►

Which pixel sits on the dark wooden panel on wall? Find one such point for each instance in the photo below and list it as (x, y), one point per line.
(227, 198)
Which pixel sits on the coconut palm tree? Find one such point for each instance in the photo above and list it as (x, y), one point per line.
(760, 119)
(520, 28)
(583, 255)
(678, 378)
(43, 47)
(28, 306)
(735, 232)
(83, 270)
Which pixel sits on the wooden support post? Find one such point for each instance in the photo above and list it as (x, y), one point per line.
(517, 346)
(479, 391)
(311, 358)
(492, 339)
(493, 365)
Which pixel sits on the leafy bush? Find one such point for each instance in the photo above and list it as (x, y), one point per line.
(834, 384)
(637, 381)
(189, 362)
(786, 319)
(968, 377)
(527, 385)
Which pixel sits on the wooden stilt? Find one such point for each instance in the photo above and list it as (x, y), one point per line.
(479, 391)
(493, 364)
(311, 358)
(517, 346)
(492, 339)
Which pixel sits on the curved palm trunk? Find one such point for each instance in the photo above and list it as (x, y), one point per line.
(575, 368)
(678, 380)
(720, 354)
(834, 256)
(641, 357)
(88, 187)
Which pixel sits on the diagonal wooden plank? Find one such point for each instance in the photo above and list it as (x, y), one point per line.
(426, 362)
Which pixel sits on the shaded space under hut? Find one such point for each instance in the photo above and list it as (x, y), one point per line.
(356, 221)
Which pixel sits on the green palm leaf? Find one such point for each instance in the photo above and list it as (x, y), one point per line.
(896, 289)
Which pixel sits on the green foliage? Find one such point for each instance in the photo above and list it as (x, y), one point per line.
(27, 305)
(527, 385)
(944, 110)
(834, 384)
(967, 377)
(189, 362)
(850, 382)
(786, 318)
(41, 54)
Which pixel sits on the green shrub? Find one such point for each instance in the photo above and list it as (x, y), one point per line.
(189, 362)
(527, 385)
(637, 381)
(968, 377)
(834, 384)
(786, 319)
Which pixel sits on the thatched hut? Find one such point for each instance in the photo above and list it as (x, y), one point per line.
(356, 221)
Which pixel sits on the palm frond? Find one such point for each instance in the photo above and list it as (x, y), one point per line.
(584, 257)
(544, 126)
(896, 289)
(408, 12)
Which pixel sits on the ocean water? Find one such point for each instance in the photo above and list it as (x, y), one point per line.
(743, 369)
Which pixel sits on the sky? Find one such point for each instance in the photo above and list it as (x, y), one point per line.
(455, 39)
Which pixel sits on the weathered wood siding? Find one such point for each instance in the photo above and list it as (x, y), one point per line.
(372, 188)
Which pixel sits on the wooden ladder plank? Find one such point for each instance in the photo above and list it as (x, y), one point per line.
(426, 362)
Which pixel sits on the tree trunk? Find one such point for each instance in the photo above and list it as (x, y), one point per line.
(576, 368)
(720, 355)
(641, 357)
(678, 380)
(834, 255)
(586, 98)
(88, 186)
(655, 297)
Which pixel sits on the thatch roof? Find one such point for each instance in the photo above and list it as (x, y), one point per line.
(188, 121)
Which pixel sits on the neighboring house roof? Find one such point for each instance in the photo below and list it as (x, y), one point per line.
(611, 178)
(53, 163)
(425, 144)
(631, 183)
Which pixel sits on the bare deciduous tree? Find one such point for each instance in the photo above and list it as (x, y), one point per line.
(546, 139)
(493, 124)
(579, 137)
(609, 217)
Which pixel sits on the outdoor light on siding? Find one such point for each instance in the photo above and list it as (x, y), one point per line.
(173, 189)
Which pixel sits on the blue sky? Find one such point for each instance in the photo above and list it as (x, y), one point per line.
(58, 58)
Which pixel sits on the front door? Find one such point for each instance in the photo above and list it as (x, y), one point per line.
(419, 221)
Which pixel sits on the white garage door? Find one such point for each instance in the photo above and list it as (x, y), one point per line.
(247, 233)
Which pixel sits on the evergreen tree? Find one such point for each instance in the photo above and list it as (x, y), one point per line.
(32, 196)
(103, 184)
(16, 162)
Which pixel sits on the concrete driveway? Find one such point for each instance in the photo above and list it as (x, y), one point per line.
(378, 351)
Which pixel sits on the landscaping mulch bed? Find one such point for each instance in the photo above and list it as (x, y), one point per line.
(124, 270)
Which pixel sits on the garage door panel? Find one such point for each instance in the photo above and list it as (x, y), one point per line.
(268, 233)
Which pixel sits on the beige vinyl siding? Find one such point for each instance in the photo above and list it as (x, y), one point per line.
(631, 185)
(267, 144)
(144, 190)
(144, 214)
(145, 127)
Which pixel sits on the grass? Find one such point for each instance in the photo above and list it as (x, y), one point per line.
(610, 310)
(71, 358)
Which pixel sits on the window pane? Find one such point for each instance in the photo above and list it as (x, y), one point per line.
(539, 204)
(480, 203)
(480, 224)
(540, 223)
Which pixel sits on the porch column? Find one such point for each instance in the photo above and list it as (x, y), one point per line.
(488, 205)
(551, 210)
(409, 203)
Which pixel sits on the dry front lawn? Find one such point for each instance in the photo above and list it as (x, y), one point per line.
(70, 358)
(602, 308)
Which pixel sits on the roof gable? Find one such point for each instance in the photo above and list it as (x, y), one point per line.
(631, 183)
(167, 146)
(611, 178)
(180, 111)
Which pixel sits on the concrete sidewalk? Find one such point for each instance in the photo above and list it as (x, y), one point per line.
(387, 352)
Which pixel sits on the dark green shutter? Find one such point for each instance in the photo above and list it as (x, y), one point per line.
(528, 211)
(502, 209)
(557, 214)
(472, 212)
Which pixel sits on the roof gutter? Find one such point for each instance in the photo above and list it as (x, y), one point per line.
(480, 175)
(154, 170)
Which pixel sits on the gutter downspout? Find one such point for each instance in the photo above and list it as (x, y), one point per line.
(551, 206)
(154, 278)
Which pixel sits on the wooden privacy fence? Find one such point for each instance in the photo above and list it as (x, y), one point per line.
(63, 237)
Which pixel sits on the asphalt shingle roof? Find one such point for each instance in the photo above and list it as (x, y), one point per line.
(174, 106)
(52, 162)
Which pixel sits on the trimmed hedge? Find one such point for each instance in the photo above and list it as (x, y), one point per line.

◄

# Aim of the exercise:
Write the lines out exactly, from the one with "Which pixel sits on the garage" down to the last line of the listing, and leave out all others.

# Response:
Which pixel sits on the garage door panel? Find one such point for each instance in the photo above and list it as (x, y), one point per line.
(268, 233)
Which pixel sits on the beige vinyl siding? Find one such point for each instance in the photo above and list it as (x, y), one point per line.
(631, 185)
(267, 144)
(144, 190)
(144, 214)
(145, 127)
Which pixel sits on the grass? Find one such point for each instance in the photo above and list it as (x, y), one point per line.
(610, 310)
(71, 358)
Which pixel sits on the window pane? Find one such point for each instance in the photo above and list it as (x, y), one point per line.
(539, 204)
(480, 203)
(480, 224)
(540, 223)
Which pixel sits on the porch column? Find one such point for each instance in the photo above and list it as (x, y), one point per line.
(488, 205)
(551, 210)
(409, 203)
Which pixel sits on the dry front lawn? Find one such point for each instance in the photo above and list it as (x, y), one point per line.
(70, 358)
(602, 308)
Which pixel sits on the roof gable? Find one such point for each instance in the photo above and list it as (x, y), one point per line.
(631, 183)
(167, 146)
(611, 178)
(180, 111)
Which pixel sits on the concrete sidewalk? Find one such point for each instance in the photo above and list it as (x, y), one point per line.
(387, 352)
Which pixel sits on the dark green shutter? Find one such point for each instance in the photo above and list it as (x, y), one point per line.
(528, 211)
(502, 209)
(557, 214)
(472, 212)
Which pixel sits on the roof gutter? Find one such point for each instance in the photo above and list it as (x, y), one point per line.
(480, 175)
(154, 170)
Which pixel sits on the gutter downspout? Find one such point for each instance in the photo above and list it as (x, y), one point per line.
(551, 206)
(154, 278)
Which pixel sits on the wooden privacy fence? Find one such point for each instance in the photo above and list it as (x, y), one point per line.
(63, 237)
Which pixel sits on the asphalt shingle roof? Find one such point for each instance in the photo above and list it as (x, y), one point per line.
(174, 106)
(52, 162)
Which pixel sits on the trimmed hedge? Find one such point for each instance in the photo above and list it as (x, y), one point per line.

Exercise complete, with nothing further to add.